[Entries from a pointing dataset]
● ● ● ● ●
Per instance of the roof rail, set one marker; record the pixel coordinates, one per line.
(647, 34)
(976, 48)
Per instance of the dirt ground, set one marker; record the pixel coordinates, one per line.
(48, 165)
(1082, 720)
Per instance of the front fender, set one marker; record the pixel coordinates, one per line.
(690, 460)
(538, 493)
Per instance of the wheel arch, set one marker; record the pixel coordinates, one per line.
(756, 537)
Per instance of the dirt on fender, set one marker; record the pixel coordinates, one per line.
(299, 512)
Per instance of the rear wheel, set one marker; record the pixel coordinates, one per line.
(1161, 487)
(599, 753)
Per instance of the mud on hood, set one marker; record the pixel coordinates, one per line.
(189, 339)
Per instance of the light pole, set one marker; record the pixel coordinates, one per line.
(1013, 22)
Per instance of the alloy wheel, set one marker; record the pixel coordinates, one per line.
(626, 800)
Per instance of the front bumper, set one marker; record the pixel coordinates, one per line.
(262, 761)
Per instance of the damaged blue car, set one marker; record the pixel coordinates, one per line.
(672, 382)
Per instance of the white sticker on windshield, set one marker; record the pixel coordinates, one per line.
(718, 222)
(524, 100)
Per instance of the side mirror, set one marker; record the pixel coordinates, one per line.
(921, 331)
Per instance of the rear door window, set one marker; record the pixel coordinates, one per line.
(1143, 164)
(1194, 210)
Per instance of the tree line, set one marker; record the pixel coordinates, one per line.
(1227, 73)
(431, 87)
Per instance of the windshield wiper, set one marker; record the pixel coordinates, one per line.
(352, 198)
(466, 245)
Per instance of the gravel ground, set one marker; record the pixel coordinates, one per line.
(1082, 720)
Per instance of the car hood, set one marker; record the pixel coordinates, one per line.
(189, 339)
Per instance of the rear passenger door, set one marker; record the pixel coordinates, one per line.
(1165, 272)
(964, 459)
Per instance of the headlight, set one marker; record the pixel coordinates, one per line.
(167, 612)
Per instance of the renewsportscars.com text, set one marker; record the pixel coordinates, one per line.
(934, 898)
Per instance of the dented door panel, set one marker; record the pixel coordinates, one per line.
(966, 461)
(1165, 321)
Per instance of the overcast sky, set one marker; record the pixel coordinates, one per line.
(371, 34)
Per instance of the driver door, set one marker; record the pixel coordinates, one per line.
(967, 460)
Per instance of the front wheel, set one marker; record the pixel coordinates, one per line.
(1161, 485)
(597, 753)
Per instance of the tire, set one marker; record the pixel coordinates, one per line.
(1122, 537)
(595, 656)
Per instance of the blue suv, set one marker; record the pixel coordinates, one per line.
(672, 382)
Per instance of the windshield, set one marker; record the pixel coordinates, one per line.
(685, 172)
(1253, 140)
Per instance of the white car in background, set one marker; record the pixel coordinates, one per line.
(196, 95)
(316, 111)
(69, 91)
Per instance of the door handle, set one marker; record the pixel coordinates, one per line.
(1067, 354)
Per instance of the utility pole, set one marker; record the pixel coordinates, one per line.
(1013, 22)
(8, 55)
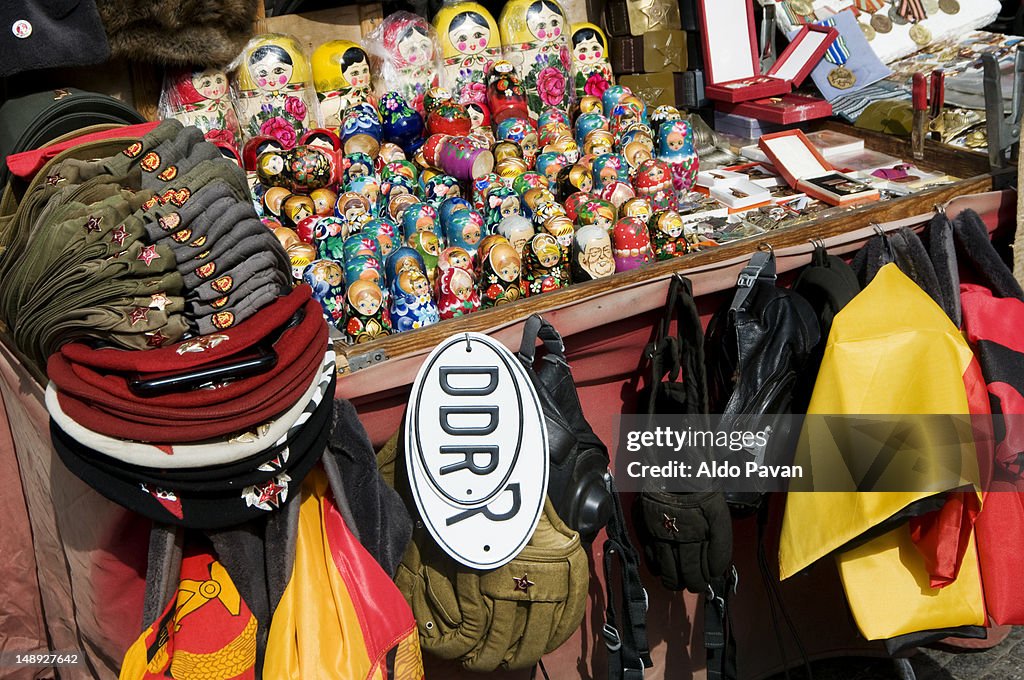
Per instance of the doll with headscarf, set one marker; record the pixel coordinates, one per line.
(272, 89)
(406, 48)
(201, 97)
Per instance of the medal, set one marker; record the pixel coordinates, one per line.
(921, 35)
(882, 24)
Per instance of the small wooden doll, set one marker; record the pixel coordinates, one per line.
(470, 45)
(535, 38)
(500, 280)
(591, 66)
(667, 238)
(457, 294)
(543, 266)
(413, 305)
(592, 254)
(369, 316)
(632, 244)
(341, 78)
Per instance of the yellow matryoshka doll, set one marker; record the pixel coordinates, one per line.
(341, 78)
(535, 38)
(591, 68)
(470, 44)
(272, 90)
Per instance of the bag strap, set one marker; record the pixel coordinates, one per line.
(629, 652)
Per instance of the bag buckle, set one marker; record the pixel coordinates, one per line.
(611, 639)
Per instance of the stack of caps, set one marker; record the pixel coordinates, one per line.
(138, 250)
(205, 433)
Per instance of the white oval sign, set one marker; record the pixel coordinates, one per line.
(476, 451)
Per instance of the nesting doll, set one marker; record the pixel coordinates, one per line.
(341, 78)
(535, 38)
(592, 254)
(502, 202)
(272, 89)
(200, 97)
(591, 66)
(413, 305)
(676, 147)
(326, 278)
(518, 230)
(457, 294)
(667, 238)
(470, 45)
(652, 180)
(544, 268)
(500, 269)
(632, 244)
(369, 316)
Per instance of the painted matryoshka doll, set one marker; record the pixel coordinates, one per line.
(200, 97)
(652, 180)
(591, 66)
(457, 295)
(592, 254)
(406, 46)
(667, 238)
(413, 305)
(470, 45)
(369, 316)
(328, 282)
(543, 266)
(675, 146)
(272, 89)
(632, 244)
(535, 38)
(341, 78)
(500, 280)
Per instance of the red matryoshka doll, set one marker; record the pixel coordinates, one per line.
(544, 267)
(592, 254)
(535, 38)
(632, 244)
(667, 238)
(272, 93)
(653, 181)
(591, 66)
(470, 45)
(406, 48)
(201, 97)
(369, 316)
(341, 78)
(500, 269)
(457, 294)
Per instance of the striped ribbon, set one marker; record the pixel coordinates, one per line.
(912, 10)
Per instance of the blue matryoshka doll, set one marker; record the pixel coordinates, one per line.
(675, 146)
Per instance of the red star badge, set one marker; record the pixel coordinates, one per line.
(138, 314)
(119, 236)
(148, 254)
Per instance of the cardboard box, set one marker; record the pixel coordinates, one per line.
(658, 50)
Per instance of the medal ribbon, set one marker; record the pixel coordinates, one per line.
(912, 10)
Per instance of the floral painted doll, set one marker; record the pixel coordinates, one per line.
(544, 268)
(341, 78)
(535, 38)
(591, 68)
(272, 89)
(369, 316)
(470, 45)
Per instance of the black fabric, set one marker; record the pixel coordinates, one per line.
(64, 33)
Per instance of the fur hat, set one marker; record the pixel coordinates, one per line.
(202, 33)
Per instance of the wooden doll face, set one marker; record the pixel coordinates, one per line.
(211, 83)
(546, 25)
(469, 33)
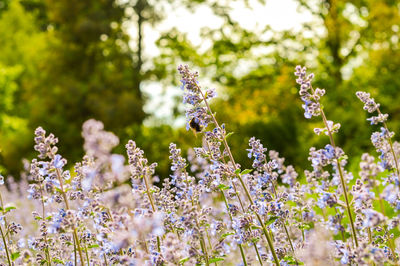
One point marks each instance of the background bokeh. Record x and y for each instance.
(65, 61)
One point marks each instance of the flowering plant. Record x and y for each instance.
(209, 210)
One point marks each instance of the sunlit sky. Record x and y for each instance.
(278, 14)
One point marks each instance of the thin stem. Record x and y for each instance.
(284, 220)
(47, 252)
(105, 260)
(5, 245)
(339, 167)
(230, 216)
(209, 243)
(74, 233)
(270, 244)
(391, 149)
(5, 218)
(153, 207)
(87, 256)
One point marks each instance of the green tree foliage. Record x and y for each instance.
(352, 43)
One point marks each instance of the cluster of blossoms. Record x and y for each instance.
(107, 211)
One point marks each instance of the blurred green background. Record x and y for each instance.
(65, 61)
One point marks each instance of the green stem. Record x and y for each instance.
(47, 252)
(283, 222)
(339, 167)
(270, 244)
(5, 245)
(230, 216)
(391, 149)
(75, 234)
(87, 256)
(153, 207)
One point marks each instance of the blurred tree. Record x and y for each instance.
(347, 44)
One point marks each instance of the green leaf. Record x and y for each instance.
(291, 260)
(10, 208)
(229, 134)
(246, 171)
(271, 220)
(182, 261)
(15, 255)
(58, 261)
(223, 187)
(216, 259)
(304, 227)
(227, 234)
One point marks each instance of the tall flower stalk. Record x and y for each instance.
(203, 116)
(313, 107)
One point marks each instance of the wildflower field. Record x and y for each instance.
(209, 211)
● ● ● ● ●
_What you are asked to do_. Write out every line of the listing above verbatim, leaving out the images.

_Exercise output_.
Per instance of the roof rail, set one marker; record the pixel coordinates, one per line.
(647, 34)
(976, 48)
Per instance of the dirt ground, set one marker; record the pixel coordinates, one per line.
(48, 165)
(1082, 720)
Per instance of the front fender, set one marker; record the pixel coordinates, one per line.
(690, 460)
(538, 493)
Per instance of the wheel arch, set one marker; record the pixel coordinates, one per line.
(756, 537)
Per instance of the dirt on fender, set one marker; record the pixel coordinates, one per line.
(299, 512)
Per instance of the rear wheel, set one marker; record the pixel coordinates, one per line.
(1161, 487)
(599, 753)
Per instance of the mud on hood, set one marker; record the pixel coordinates, one per line.
(189, 339)
Per instance of the light pole, set one marker; record the pixel coordinates, one per line.
(1013, 22)
Per instance of the alloy wheel, set one marker; record the pixel coordinates, one per line.
(626, 800)
Per instance of the front bumper, set one marker; record the pixel coordinates, one per line.
(262, 761)
Per instance of the damaged blue car, set one marker; record the pixel coordinates, one per line.
(672, 382)
Per instance of the white sticker on windshield, set one marker; record the pixel coordinates, one per line.
(718, 222)
(524, 100)
Per instance of the side mirror, set one marker; record the pixel coordinates, one per line.
(921, 331)
Per instance of the rear door window, set one marker; record the pixel coordinates, one per line.
(1143, 164)
(1194, 210)
Per instance of the tree line, set one marker; record the pixel coordinates, one per line.
(1227, 73)
(431, 87)
Per instance of the windshield wiper, set one marker; record the pixel coordinates, one per line.
(352, 198)
(466, 245)
Per instance of the gravel ground, set one marker; record the pixel coordinates, one per line.
(1082, 720)
Per instance of the car hood, set one marker; record the pixel coordinates, one per line.
(189, 339)
Per instance of the rear passenger door, set one marker; record the pixel coordinates, one per line.
(1165, 272)
(964, 459)
Per instance of the headlight, set one marker; record the pixel coordinates, one per line.
(167, 612)
Per instance of the renewsportscars.com text, set one marker; record the pixel coordinates, one per line.
(934, 898)
Per instance of the dented door panel, set one marker; record the pixel coordinates, one per line.
(966, 461)
(1165, 321)
Per instance of the overcast sky, set one marker; record the pixel coordinates, one per line.
(371, 34)
Per instance of the driver door, set one marker; record the pixel coordinates, one per line.
(967, 460)
Per instance of the front wheel, set one marker; record the pixel coordinates, one per line.
(1161, 485)
(597, 753)
Per instance of the tire, set one marker; record the pixel coordinates, one per line.
(1122, 537)
(595, 656)
Per instance of the blue suv, set one marker; record the pixel coordinates, one per line.
(672, 382)
Per instance of the windshield, set one marker; record the pixel coordinates, one per line.
(685, 172)
(1253, 140)
Per instance of the white car in background, set one marker; record the pixel coordinates, one per line.
(196, 95)
(316, 111)
(69, 91)
Per instance of the door handle, set one marker; record the pixel coordinates, one per line.
(1067, 354)
Per instance of the utility pole, set one marker; record the pixel coordinates, one per line.
(1013, 22)
(8, 55)
Per instance of the doll with headscarf, set one marker; record the pixel coordinates, one per line.
(272, 89)
(406, 48)
(201, 97)
Per instance of the medal, set one marker; record the pixel coordinates, one per line.
(921, 35)
(882, 24)
Per instance of the small wooden doll, set one marker; record the pixel coordinates, one per line.
(470, 45)
(535, 38)
(500, 280)
(591, 66)
(667, 238)
(457, 294)
(543, 266)
(413, 305)
(592, 254)
(369, 316)
(632, 244)
(341, 78)
Per instance of the yellow matryoshka doll, set one marker; record the pixel coordinates, one per line.
(341, 78)
(535, 38)
(591, 68)
(470, 44)
(272, 90)
Per instance of the bag strap, set one marker; record the pixel coordinates, one per line.
(629, 652)
Per instance of the bag buckle, set one marker; record the pixel coordinates, one per line.
(611, 639)
Per instance of the stack of caps, set one marker; record the pixel coordinates, one per line.
(138, 250)
(205, 433)
Per instance of the white oval sign, set one marker; record the pixel coordinates, one per line.
(476, 451)
Per instance of the nesting doll, set one marker; record the pixel coordinates, one per line.
(341, 78)
(535, 38)
(592, 254)
(502, 202)
(272, 89)
(200, 97)
(591, 66)
(413, 305)
(676, 147)
(326, 278)
(518, 230)
(457, 294)
(667, 238)
(470, 45)
(652, 180)
(544, 268)
(500, 269)
(632, 244)
(369, 316)
Per instance of the painted matryoshka doll, set one marker; record the pixel coordinates, one per line.
(200, 97)
(652, 180)
(591, 66)
(457, 295)
(592, 254)
(406, 46)
(667, 238)
(413, 305)
(470, 45)
(369, 316)
(328, 282)
(543, 266)
(675, 146)
(272, 89)
(632, 244)
(535, 38)
(341, 78)
(500, 280)
Per instance of the red matryoshka doll, set one marker; record the pixel coordinates, one per line.
(544, 267)
(592, 254)
(535, 38)
(632, 244)
(667, 238)
(272, 93)
(653, 181)
(591, 66)
(470, 45)
(406, 48)
(201, 97)
(369, 316)
(341, 78)
(500, 269)
(457, 294)
Per instance of the striped ribbon, set one marker; record the pixel coordinates, one per line.
(912, 10)
Per instance of the blue matryoshka doll, set one marker; record the pixel coordinates, one per line.
(675, 146)
Per instance of the red star badge, set one marker; record the pixel coordinates, one per line.
(138, 314)
(119, 236)
(148, 254)
Per instance of the cardboard box, set one marker; record the pixel coordinates, one per line.
(658, 50)
Per instance of the medal ribbon, set one marker; record the pixel coordinates, one per line.
(912, 10)
Per instance of the floral painted doll, set one marker; record the pixel coordinates, one per line.
(544, 268)
(341, 78)
(535, 38)
(591, 68)
(272, 89)
(369, 316)
(470, 45)
Per instance of the black fabric, set one marker; record the pixel coordinates, one per line.
(64, 33)
Per instance of the fur hat, set one marker; record the pixel coordinates, one per line.
(202, 33)
Per instance of the wooden doll face, set one marker; record the pixel coordinates, one per line.
(211, 83)
(546, 25)
(469, 33)
One point marks each instance of the background bokeh. Record x and y for each instance.
(65, 61)
One point marks each instance of the flowering plant. Record x and y for each instance.
(209, 210)
One point marks each instance of the sunlit sky. Record x and y for each instance.
(278, 14)
One point marks each instance of the thin stem. Record x and y for each instance.
(284, 220)
(47, 252)
(105, 260)
(5, 245)
(339, 167)
(230, 216)
(209, 243)
(74, 233)
(270, 244)
(391, 149)
(5, 218)
(153, 207)
(87, 256)
One point marks each instance of the green tree foliage. Record x and y for each instance.
(352, 43)
One point marks each instance of the cluster of blossoms. Record x and y for each instance.
(107, 211)
One point marks each instance of the blurred green background. Record x and y for each instance.
(65, 61)
One point marks each instance of the green stem. Record x and y for each instance.
(47, 252)
(283, 222)
(339, 167)
(270, 244)
(5, 245)
(230, 216)
(391, 149)
(75, 234)
(87, 256)
(153, 207)
One point marks each instance of the blurred tree. Record x and y for each instance.
(347, 44)
One point marks each instance of the green leaf. Record x and y for each instance.
(291, 260)
(10, 208)
(229, 134)
(246, 171)
(271, 220)
(182, 261)
(15, 255)
(58, 261)
(223, 187)
(216, 259)
(304, 227)
(227, 234)
One point marks each instance of the tall flower stalk. Record x and y for each instance.
(203, 116)
(313, 107)
One point marks each instance of the wildflower field. Record x and y for each instance.
(209, 211)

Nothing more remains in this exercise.